### DOCUMENT SECTION
>> start
Interesting article.

snip>

The mainstream commentators and foreign policy experts never imagined defeat in Iraq. The latest US election-year books on foreign policy are entirely concerned with managing the challenges of success and hegemony. Nearly all express a calm confidence that the US has entered a new stage in its relations with the rest of the world, produced by the singularity of US power and the superiority of its conceptions of how the world should be ordered (not to speak of the mandate confided to the US, and particularly to the present administration, by the English-speaking deity).

A year ago, when these books were drafted, few in the policy community and the corps of commentators, and no one in the Bush government, expressed any doubt that US military power was invincible; that it rested on moral foundations that are beyond serious reproach; that pacification, control and reform of Iraq and the Greater Middle East by the US and its allies was both feasible and desirable; and that the "war on terror" was finite, intellectually and morally coherent and winnable.
>> end
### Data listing
>> start
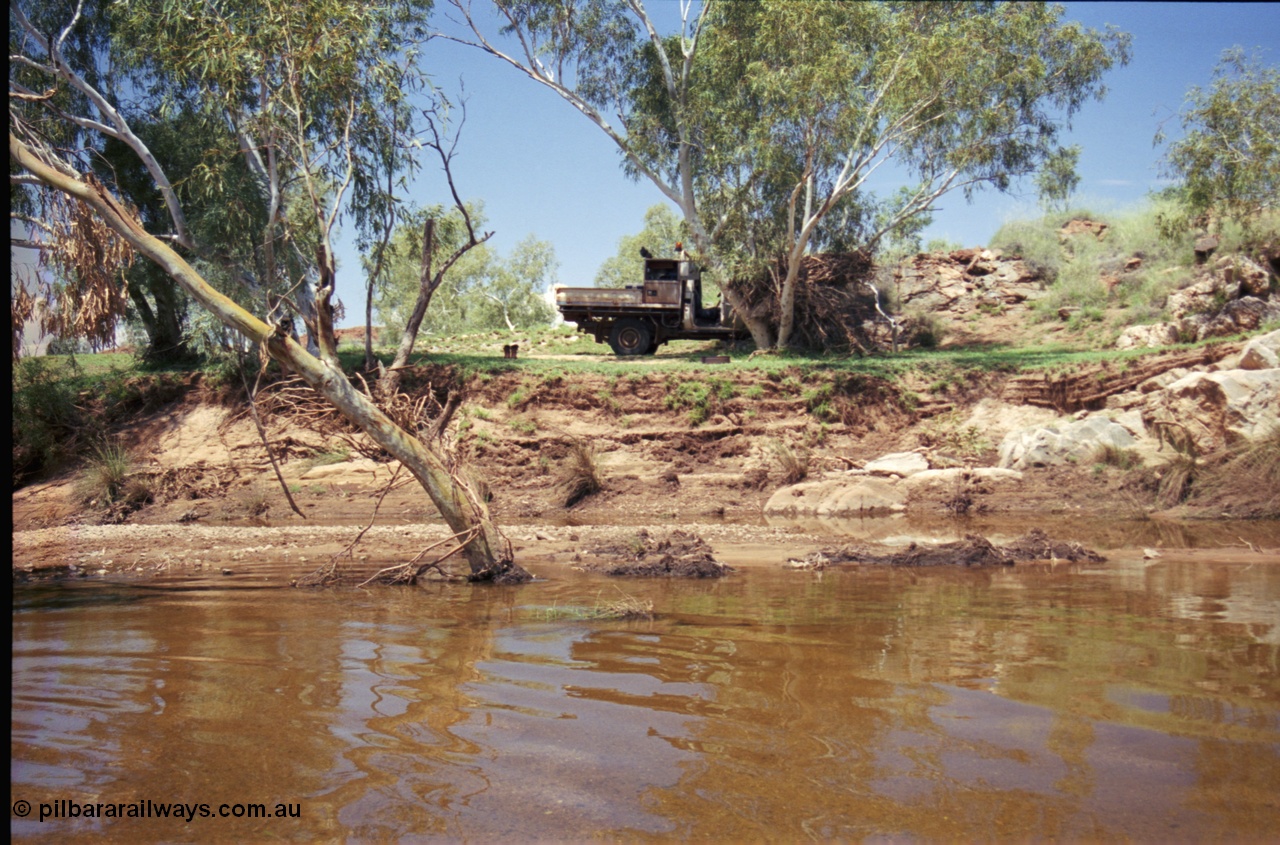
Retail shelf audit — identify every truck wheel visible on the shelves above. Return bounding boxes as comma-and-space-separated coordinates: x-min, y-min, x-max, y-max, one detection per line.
609, 319, 653, 355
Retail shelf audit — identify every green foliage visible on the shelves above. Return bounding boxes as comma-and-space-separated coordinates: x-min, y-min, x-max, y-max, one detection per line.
768, 440, 812, 484
12, 358, 84, 484
76, 443, 133, 506
507, 417, 538, 434
1036, 145, 1080, 211
471, 0, 1129, 347
666, 376, 737, 428
375, 204, 557, 335
1156, 47, 1280, 238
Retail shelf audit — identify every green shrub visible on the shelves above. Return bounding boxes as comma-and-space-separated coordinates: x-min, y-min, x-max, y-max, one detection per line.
13, 358, 86, 485
769, 440, 810, 484
76, 443, 137, 506
561, 438, 604, 507
988, 218, 1064, 284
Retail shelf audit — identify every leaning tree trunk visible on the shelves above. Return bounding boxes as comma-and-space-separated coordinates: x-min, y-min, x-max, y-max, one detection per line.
9, 132, 527, 580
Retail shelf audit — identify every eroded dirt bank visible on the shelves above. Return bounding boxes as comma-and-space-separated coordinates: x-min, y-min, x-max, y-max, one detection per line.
13, 335, 1280, 584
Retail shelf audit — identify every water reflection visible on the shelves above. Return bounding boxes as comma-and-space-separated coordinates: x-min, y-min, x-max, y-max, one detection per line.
10, 561, 1280, 841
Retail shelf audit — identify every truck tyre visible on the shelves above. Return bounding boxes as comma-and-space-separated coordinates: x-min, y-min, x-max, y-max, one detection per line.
609, 319, 653, 355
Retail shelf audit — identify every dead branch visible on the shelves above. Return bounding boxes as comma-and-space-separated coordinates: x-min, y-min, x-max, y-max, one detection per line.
297, 463, 404, 586
237, 347, 307, 519
356, 529, 479, 586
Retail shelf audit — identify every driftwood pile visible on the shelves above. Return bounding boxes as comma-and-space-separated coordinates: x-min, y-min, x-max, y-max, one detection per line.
737, 252, 878, 352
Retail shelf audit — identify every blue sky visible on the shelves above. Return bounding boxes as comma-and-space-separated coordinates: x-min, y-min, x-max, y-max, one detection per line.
322, 0, 1280, 325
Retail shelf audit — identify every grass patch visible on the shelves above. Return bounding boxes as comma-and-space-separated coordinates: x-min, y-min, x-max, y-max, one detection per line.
768, 440, 812, 484
507, 417, 538, 434
559, 438, 604, 507
536, 590, 654, 622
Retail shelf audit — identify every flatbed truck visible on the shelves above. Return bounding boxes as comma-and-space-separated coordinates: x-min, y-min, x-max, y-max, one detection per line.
556, 245, 745, 356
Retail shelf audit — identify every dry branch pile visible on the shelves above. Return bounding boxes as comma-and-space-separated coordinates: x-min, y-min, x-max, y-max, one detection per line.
735, 252, 877, 352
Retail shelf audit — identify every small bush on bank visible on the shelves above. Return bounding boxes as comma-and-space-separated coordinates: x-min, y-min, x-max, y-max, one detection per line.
769, 440, 812, 484
561, 438, 604, 507
76, 443, 152, 507
13, 358, 84, 487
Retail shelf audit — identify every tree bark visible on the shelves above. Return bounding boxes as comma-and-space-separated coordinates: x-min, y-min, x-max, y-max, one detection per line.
379, 218, 439, 397
9, 132, 529, 580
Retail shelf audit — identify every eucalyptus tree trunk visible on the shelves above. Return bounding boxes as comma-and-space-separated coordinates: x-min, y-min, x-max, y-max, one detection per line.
9, 132, 529, 580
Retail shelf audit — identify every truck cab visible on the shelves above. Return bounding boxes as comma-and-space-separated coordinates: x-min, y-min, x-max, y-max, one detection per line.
556, 243, 741, 356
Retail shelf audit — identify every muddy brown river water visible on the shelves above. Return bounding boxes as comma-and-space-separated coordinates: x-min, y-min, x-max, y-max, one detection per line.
10, 540, 1280, 842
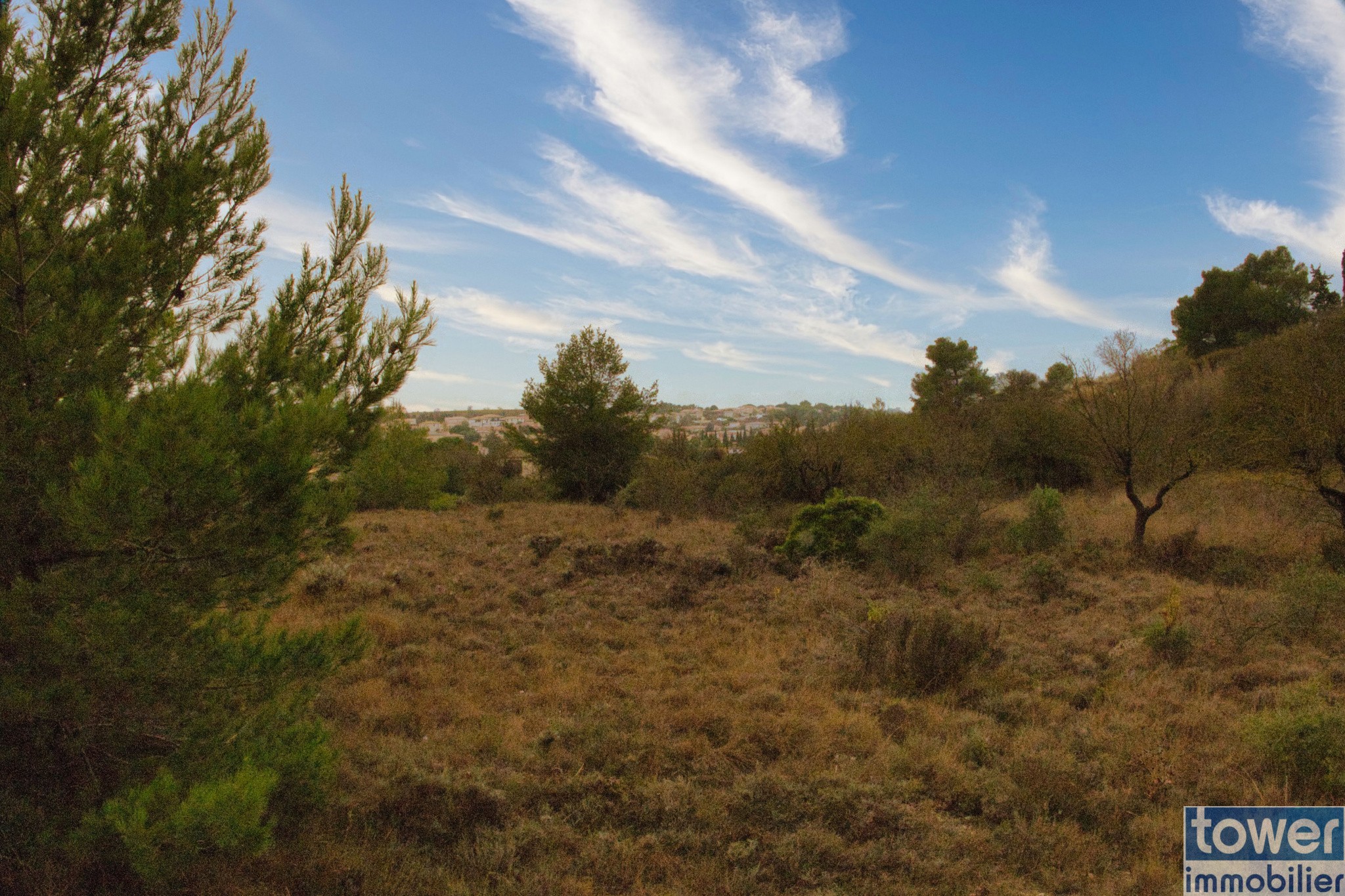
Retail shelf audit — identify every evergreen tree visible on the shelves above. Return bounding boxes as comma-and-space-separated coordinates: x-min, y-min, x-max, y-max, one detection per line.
910, 336, 996, 412
508, 326, 659, 501
0, 0, 429, 892
1172, 246, 1318, 357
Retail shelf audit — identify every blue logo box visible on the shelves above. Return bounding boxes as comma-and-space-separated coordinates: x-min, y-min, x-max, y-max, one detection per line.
1183, 806, 1345, 863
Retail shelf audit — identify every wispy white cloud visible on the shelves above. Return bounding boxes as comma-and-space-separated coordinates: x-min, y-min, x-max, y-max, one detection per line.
508, 0, 967, 301
808, 265, 860, 305
426, 140, 760, 281
430, 289, 584, 349
248, 186, 463, 258
991, 198, 1120, 329
1205, 0, 1345, 261
682, 341, 769, 373
408, 367, 476, 383
759, 304, 924, 366
984, 351, 1013, 373
742, 0, 845, 158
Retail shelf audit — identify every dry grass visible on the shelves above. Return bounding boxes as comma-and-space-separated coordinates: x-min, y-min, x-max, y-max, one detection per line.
204, 484, 1345, 896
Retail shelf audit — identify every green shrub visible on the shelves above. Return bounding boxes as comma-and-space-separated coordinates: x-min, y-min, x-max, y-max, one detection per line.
345, 423, 447, 511
1279, 565, 1345, 638
860, 605, 992, 694
1009, 485, 1065, 553
500, 475, 549, 502
1142, 587, 1196, 666
1322, 534, 1345, 574
621, 456, 701, 517
860, 489, 955, 579
428, 492, 463, 513
1246, 708, 1345, 798
1022, 556, 1069, 603
77, 765, 278, 884
779, 489, 884, 563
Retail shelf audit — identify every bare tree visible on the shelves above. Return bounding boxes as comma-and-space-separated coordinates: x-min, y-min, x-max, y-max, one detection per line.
1065, 330, 1197, 551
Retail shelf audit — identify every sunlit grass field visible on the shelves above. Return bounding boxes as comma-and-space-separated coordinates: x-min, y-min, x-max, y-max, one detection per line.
217, 477, 1345, 896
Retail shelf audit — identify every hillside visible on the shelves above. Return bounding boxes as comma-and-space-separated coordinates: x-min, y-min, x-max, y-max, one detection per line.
207, 479, 1345, 896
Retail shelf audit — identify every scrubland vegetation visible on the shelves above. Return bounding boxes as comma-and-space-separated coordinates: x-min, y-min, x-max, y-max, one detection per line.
121, 474, 1345, 895
0, 0, 1345, 896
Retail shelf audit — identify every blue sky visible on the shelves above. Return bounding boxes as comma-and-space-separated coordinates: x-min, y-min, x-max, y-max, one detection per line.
232, 0, 1345, 408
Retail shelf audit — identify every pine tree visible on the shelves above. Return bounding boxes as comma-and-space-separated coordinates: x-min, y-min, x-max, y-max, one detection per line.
0, 0, 429, 889
508, 326, 659, 501
910, 336, 996, 414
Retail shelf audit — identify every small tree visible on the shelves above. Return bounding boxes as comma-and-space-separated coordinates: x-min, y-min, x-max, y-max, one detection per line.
507, 326, 659, 501
1067, 330, 1199, 551
1173, 246, 1323, 357
910, 336, 996, 412
345, 421, 456, 511
1224, 310, 1345, 528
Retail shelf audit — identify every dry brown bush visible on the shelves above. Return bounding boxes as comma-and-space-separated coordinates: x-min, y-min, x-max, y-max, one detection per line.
168, 477, 1345, 896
>> end
### INSTRUCTIONS
**a)** Write out the excerpt on US foreign policy between "The mainstream commentators" and "the English-speaking deity).", inclusive, word for word.
**b)** Resume the excerpt on US foreign policy, picking up after its final sentence.
The items in the data listing have no role in this work.

### IN RESPONSE
**a)**
The mainstream commentators and foreign policy experts never imagined defeat in Iraq. The latest US election-year books on foreign policy are entirely concerned with managing the challenges of success and hegemony. Nearly all express a calm confidence that the US has entered a new stage in its relations with the rest of the world, produced by the singularity of US power and the superiority of its conceptions of how the world should be ordered (not to speak of the mandate confided to the US, and particularly to the present administration, by the English-speaking deity).

**b)**
snip>

The war on terror was founded on an edifice of illusions that virtually no one in the US policy community questioned. That has collapsed. Since they really were illusions about the US itself, the collapse has internal implications.

The country suffered a disruptive and doubt-filled domestic aftermath of the defeat in Vietnam for more than a decade. The war in Iraq was supposed to give the US the triumph it was denied in Vietnam. Instead, it has doubled the defeat. The consequences of this, abroad as well as at home, are unforeseeable.